WHAT TO WORK ON: Repeat every one of the lines below word for word.

A run of lines
▼
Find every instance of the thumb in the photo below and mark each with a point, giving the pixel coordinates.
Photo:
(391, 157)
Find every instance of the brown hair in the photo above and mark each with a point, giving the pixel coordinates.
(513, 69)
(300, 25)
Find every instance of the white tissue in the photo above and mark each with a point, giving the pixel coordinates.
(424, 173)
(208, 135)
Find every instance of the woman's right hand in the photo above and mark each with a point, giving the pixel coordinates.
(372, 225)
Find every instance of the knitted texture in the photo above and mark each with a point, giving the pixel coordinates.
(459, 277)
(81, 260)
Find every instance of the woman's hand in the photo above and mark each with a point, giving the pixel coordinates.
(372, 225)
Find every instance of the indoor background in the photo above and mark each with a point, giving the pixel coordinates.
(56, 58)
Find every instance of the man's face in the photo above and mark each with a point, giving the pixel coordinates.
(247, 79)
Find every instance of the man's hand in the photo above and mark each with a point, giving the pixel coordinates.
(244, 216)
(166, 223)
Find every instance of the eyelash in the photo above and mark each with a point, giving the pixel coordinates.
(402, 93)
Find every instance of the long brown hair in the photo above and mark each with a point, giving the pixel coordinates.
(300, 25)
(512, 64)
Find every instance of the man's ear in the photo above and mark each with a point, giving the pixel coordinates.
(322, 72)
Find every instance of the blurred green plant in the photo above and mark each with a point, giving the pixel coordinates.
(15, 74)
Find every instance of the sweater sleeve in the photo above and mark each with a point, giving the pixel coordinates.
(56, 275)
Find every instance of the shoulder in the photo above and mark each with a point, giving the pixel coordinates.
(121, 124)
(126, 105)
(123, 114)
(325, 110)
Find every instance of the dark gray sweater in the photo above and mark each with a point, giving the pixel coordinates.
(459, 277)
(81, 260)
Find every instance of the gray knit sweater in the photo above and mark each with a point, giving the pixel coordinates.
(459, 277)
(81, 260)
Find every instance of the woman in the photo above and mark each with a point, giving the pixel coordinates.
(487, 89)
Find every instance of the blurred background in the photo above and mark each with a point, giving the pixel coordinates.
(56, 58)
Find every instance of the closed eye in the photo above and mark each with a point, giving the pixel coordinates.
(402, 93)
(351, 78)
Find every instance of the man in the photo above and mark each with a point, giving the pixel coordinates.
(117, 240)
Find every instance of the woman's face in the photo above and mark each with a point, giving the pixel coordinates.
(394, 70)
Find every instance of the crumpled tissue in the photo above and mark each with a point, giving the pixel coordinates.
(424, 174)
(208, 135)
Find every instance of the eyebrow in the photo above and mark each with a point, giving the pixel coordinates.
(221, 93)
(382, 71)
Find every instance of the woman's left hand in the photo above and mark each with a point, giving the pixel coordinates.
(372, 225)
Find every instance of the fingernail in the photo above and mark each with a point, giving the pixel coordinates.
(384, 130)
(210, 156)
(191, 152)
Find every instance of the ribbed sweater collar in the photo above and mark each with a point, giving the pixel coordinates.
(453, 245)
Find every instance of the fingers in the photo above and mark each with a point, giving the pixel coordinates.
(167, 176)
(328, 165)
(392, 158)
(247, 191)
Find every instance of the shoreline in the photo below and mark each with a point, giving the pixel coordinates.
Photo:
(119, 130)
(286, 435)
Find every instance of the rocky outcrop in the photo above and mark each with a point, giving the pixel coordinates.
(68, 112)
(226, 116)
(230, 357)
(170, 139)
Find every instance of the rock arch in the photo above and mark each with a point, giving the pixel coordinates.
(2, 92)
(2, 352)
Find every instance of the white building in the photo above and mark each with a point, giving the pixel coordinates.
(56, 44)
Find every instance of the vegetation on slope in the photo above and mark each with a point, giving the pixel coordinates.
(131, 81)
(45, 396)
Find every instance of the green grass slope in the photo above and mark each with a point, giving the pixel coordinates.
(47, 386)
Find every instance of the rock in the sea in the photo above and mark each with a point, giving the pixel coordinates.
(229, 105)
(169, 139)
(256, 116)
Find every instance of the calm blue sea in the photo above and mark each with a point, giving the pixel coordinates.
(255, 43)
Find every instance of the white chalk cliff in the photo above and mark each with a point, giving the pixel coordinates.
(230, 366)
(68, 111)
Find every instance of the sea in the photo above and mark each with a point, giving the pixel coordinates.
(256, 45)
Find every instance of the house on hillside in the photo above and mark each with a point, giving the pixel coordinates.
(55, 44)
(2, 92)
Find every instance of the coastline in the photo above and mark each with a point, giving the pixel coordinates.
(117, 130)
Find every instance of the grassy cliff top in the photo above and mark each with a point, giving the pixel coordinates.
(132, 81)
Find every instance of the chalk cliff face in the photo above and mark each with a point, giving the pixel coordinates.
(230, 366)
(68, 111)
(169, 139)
▲
TASK OUTPUT:
Find every instance of the thumb in the photo below and mark each with a point, giving the pixel coordinates.
Photo:
(391, 157)
Find every instance of the brown hair in the photo above and mark each with a point, giving the pixel coordinates.
(513, 69)
(300, 25)
Find every instance of the white tissue in the photo above and mark each with a point, giving the pixel coordinates.
(424, 173)
(208, 135)
Find every instance of the woman's right hand in the photo above and mark each with a point, giving the pixel coordinates.
(372, 225)
Find every instance of the knitted texture in the photo above and mark each with a point, giving the pixel coordinates.
(459, 277)
(81, 260)
Find every instance of the woman's hand in the photo above and mark each with a point, giving the pixel coordinates.
(372, 225)
Find every instance of the indoor background in the photo above and mark each with a point, giving the pixel coordinates.
(56, 58)
Find every instance of the man's face in the photo above and mark each with a point, giving the pixel coordinates.
(247, 79)
Find every instance of the man's hand in the photo above and mark each with a point, giving the pixel coordinates.
(244, 216)
(166, 223)
Find every instance of the eyelash in the photo above and mark each with a point, giving the pixel coordinates.
(402, 93)
Find every instance of the long brown hair in the photo above and mark each with a point, giving the pixel coordinates.
(300, 25)
(512, 64)
Find every instance of the man's ear in the photo above and mark each with a point, giving the pixel coordinates.
(322, 72)
Find every instance of the blurred green plant in the photo above and mark each with a point, giving the pixel coordinates.
(15, 74)
Find every instance of the sweater sleeve in the photo above and mark each with a point, giving the pixel coordinates.
(56, 275)
Find every instance of the shoulder in the photo above and mark each with a point, giving the pixel coordinates.
(121, 124)
(126, 105)
(123, 114)
(325, 110)
Find every instance of the dark gray sweater in the photo above and mark each with a point, giving the pixel coordinates.
(459, 277)
(81, 260)
Find every instance of the gray knit sweater in the photo above and mark each with a point, giving the pixel coordinates.
(459, 277)
(81, 260)
Find every instance of the woman in the photo above and mark each with a point, giving the pixel coordinates.
(487, 89)
Find every instance of the blurred background in the photo above and mark each with a point, giving the pixel coordinates.
(56, 58)
Find every instance of the closed eye in the photo above and mark each with a point, giving the pixel coordinates.
(402, 93)
(351, 78)
Find every instance of the man in the photo above and mark each with a point, giving the pixel coordinates.
(117, 240)
Find every instance of the woman's face in the photo above and mark each with a point, giving the pixel coordinates.
(394, 70)
Find every instance of the crumpled tissue in the photo above and mark each with a point, giving the pixel coordinates.
(424, 174)
(208, 135)
Find every instance of the eyebrow in the photo above and mark each with a point, giving the pixel coordinates.
(221, 93)
(382, 71)
Find every instance of the woman's left hand in the photo above and mark each with a point, giving the pixel coordinates.
(372, 225)
Find every instance of the fingernail in the photo above and mark each with a point, giving the pixel coordinates.
(384, 130)
(210, 156)
(191, 152)
Find every instance of the ribbed sweater collar in the photo above and mark each with a point, giving the pixel coordinates.
(453, 245)
Find every instance of the fingers in the photo above and mark each with a point, giving the pixel coordinates.
(167, 176)
(328, 165)
(392, 158)
(247, 191)
Find every instance of the shoreline in the photo below and mark each with a point, giving the pixel coordinates.
Photo:
(119, 130)
(286, 435)
Find every instance of the rocky outcrop in the photo above and mark each with a point, giving the pixel coordinates.
(68, 112)
(226, 116)
(230, 357)
(170, 139)
Find every instance of the rock arch in the photo above and mark each with a point, giving the pixel coordinates.
(2, 92)
(2, 352)
Find every instance of the white building in the photo above and mark each with a point, giving the pixel coordinates.
(56, 44)
Find every instance of the vegetation on slope in the photo above and mark each with a point, giving the pixel coordinates.
(131, 81)
(45, 396)
Find every instance of the green grass slope in the photo above and mark each with a point, giving the pixel coordinates.
(47, 386)
Find every instance of the rock in the sea in the photo above and mark each with a point, giving the pixel coordinates.
(229, 105)
(169, 139)
(256, 116)
Find every instance of the calm blue sea in the photo above and mark each with a point, giving the pixel coordinates.
(255, 43)
Find every instance of the white chalk cliff in the photo above and mark each with a point, giving the pixel coordinates.
(230, 366)
(68, 111)
Find every instance of the sea in the photo above and mark each with a point, giving the pixel coordinates.
(256, 45)
Find every instance of the house on hillside in the photo above and mark each with a point, giving the pixel coordinates.
(55, 44)
(2, 92)
Find every instance of the coastline in the photo above and mark each with a point, giving the pixel coordinates.
(117, 130)
Find every instance of the grassy cliff top in the photo above and mark each with a point, giving the pixel coordinates.
(132, 81)
Find every instance of the chalk cliff face in the photo above and mark each with a point, giving the pixel coordinates.
(230, 366)
(68, 111)
(169, 139)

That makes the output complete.